INSTRUCTIONS FOR THE TASK: Please copy out the records that follow, word for word.

[Referring expression pointing data]

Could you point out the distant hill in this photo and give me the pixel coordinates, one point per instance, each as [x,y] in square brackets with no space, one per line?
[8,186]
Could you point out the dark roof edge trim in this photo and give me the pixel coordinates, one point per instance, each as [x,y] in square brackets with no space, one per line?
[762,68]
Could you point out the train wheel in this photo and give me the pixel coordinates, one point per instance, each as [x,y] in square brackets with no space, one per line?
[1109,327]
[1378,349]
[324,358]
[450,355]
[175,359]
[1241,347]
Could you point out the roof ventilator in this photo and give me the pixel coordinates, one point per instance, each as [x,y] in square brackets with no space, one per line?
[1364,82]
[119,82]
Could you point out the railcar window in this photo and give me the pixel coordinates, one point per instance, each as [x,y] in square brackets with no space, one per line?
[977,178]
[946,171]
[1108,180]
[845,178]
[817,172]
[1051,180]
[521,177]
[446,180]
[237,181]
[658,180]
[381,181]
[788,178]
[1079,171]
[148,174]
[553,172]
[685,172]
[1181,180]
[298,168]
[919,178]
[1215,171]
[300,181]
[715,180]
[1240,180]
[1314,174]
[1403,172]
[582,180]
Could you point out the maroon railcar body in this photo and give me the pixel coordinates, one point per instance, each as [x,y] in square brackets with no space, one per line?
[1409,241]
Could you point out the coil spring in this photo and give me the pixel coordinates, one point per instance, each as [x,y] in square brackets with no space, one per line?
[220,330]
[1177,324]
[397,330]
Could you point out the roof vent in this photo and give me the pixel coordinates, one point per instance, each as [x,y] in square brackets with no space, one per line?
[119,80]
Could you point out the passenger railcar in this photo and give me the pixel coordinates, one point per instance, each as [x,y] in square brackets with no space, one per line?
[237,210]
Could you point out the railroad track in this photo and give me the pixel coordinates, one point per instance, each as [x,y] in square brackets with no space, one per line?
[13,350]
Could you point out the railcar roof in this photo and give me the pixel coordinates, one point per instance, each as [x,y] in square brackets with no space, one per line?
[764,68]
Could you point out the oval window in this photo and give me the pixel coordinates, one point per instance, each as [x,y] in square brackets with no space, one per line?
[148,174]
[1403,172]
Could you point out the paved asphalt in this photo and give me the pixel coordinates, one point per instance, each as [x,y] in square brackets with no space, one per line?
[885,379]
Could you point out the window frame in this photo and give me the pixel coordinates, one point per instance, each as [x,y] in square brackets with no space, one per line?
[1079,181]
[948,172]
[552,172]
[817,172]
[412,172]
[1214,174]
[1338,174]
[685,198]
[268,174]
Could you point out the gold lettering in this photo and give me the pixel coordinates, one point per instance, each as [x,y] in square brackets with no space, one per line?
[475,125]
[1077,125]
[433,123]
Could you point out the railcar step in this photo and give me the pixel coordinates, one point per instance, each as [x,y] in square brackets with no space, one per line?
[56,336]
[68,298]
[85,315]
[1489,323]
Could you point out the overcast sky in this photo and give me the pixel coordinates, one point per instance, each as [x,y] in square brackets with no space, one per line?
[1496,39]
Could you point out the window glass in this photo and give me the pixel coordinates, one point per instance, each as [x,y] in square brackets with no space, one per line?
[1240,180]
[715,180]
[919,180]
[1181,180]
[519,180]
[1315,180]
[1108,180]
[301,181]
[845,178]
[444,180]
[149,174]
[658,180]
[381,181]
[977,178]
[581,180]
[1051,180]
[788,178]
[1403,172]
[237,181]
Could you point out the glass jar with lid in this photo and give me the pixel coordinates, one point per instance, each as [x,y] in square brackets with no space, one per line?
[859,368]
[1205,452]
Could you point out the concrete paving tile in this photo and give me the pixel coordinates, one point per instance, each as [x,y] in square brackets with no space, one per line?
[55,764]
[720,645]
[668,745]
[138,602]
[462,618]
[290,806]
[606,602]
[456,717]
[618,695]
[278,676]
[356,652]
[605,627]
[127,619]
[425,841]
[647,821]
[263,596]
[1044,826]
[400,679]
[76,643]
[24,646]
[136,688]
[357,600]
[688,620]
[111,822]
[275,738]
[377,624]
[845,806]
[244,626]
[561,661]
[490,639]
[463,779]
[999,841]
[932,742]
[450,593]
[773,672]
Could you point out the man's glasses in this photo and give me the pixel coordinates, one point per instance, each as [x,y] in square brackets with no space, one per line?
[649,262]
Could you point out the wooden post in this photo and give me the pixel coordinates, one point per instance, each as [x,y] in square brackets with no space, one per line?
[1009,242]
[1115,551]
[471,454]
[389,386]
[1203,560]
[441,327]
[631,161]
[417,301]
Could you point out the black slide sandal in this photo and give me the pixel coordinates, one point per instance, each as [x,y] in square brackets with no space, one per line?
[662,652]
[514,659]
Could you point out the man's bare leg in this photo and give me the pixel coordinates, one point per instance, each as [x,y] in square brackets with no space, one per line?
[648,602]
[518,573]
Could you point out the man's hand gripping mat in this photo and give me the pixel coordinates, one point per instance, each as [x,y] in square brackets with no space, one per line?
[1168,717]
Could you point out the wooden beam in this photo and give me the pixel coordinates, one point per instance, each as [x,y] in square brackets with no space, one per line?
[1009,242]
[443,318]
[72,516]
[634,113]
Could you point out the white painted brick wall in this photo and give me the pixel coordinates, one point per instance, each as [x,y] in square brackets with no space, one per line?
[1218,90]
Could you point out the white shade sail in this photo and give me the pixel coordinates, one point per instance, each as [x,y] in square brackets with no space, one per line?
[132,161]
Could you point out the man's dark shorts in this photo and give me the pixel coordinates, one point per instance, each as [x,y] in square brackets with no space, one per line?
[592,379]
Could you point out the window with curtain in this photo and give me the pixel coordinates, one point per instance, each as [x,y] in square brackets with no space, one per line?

RESULT:
Could you point out the distant hill in this photo and give me the pixel coordinates, one point per instance, each as [x,y] in square brackets with no space, one per line?
[8,186]
Could you point out the dark roof edge trim in this photo and give me the pixel coordinates, one point per instance, each as [x,y] in square brackets with no space, one per line?
[762,68]
Could you point out the train wheel in this photo and give me the pixel coordinates, one point per instance, each as [x,y] in square brackets with no space, one per line?
[1109,327]
[1378,349]
[324,358]
[450,355]
[175,359]
[1241,347]
Could you point out the roof ventilator in this photo and give me the pixel coordinates, one point per instance, each as [x,y] in square brackets with no space, one per line?
[1364,82]
[119,82]
Could you point out the railcar window in this photo and give me the pixel coordinates, one point per instance, each as [x,y] in square brackets with no space, one per line?
[977,178]
[946,171]
[1108,180]
[845,178]
[817,172]
[1051,180]
[521,177]
[446,180]
[237,181]
[658,180]
[381,181]
[788,178]
[1079,171]
[148,174]
[553,172]
[685,172]
[1181,180]
[298,168]
[919,178]
[1215,171]
[300,181]
[715,180]
[1240,180]
[1314,174]
[1403,172]
[582,180]
Could you point out the maroon railcar body in this photo and give me the pixel coordinates, one point per instance, each as [x,y] in square brackets with no space, one per line?
[1409,241]
Could you point out the coil spring in this photo and give me the pixel coordinates, one point per instance, each as [x,y] in square brackets with no space, one per line?
[220,330]
[1177,324]
[397,330]
Could you point out the roof vent in this photo and give me the pixel coordinates, one point per instance, each as [x,y] in square brackets with no space, one per line?
[119,80]
Could you point out the passenger railcar in this photo and give me the pixel coordinates, one point per instance, each as [x,y] in square brackets with no space, one per line?
[237,210]
Could you point out the railroad track in this photo and give me the pixel coordinates, one point per instance, each as [x,y] in square brackets with no space, one per line?
[13,350]
Could you point out the railcar roof in this photo and give me the pixel coordinates, one point per instance, each as [x,y] in square brackets with no space, one per line?
[764,68]
Could you point out the oval window in this photo and give me the pixel coordinates, one point per instance, each as [x,y] in square brackets with no space, one per line?
[148,174]
[1403,172]
Could you point out the paved asphalt in this photo and give me the pixel coordinates, one point per instance, each as [x,y] in square brackets with no space, one per line?
[885,379]
Could you point out the window frame in this photo and give me the pixel coordinates, one point per instance, each as [x,y] in square brackets with no space, one per line?
[1079,181]
[948,172]
[552,172]
[817,172]
[412,172]
[1214,174]
[1338,174]
[685,198]
[268,174]
Could you point out the gold lettering in this photo and give me the pixel coordinates, one point per instance, each as [x,y] in square brackets with no space, one per line?
[475,125]
[1077,125]
[433,123]
Could you point out the railcar step in this photo and give me the pixel coordinates, one point per instance, each as [x,y] in square brackets with no space, one per line?
[56,336]
[68,298]
[85,315]
[1489,323]
Could you point out the overcast sky in this photo and give me the pixel coordinates, one point per instance, each as [x,y] in square brackets with no space, one per line?
[1496,39]
Could you point out the window glass in this photo and give me the pixel coordinates, one point per instance, each as [x,y] in square brackets with no space, one per line?
[1240,180]
[715,180]
[919,180]
[1181,180]
[519,180]
[1315,180]
[1108,180]
[301,181]
[845,178]
[444,180]
[149,174]
[658,180]
[381,181]
[977,178]
[581,180]
[1051,180]
[788,178]
[1403,172]
[237,181]
Could you point out the glass jar with lid in this photo and give me the pixel coordinates, one point per instance, each as [x,y] in square brackets with no space, one per line?
[859,368]
[1205,452]
Could you point out the concrete paving tile in this photo and give me the pixel coordinates, one point per instance, each as [x,y] in square brackets with no space, one per line?
[55,764]
[720,645]
[668,745]
[138,602]
[462,618]
[290,806]
[606,602]
[456,717]
[618,695]
[278,676]
[356,652]
[605,627]
[127,619]
[425,841]
[647,821]
[263,596]
[1044,826]
[400,679]
[76,643]
[24,646]
[136,688]
[357,600]
[688,620]
[111,822]
[275,738]
[377,624]
[845,806]
[244,626]
[561,661]
[490,639]
[463,779]
[999,841]
[932,742]
[450,593]
[773,672]
Could you point out the man's glasses in this photo and give me the pixel coordinates, one point per instance, each as [x,y] in square brackets with no space, one per line?
[649,262]
Could you point out the wooden post in this photo and give me the pixel coordinates, one point per instance, each as [x,y] in square brackets with no space, one per line?
[1009,242]
[1115,551]
[471,454]
[389,386]
[1203,560]
[441,327]
[631,161]
[417,301]
Could you point out the black slide sandal in this photo and give me the pixel coordinates, one point per instance, each as [x,y] in square brackets with no space, one per line?
[662,652]
[514,659]
Could you point out the man's bare leg in this photo and give me the pixel coordinates, one point per instance, each as [x,y] in square brackets with no space, one per line?
[648,602]
[518,573]
Could you point out the man's hand gripping mat in this photo and give me the pixel coordinates, one point per instance, each as [x,y] in square brackets with no space, one per line?
[1168,717]
Could you point out the wooden beam in this photo and give me the pixel coordinates, one point per instance, each as [x,y] in square brackets with no space, one per line?
[1009,242]
[443,318]
[72,516]
[634,113]
Could you point out the white painted brick wall in this photo and give me the pixel coordinates, one point per instance, each as [x,y] in square brackets with no space, one per line?
[1218,90]
Could you point out the white shade sail in this photo and give me the pixel coordinates, one point per instance, each as [x,y] in square brackets with no space, one per line?
[132,161]
Could you point out the man's dark shorts in this photo and give me the pixel coordinates, one point per instance, each as [x,y] in square brackets with no space, one per line?
[592,379]
Could you point out the window with curtain in this photo and give me the pixel coordinates, one point per instance, each as [x,y] in square brackets with no space, one per line?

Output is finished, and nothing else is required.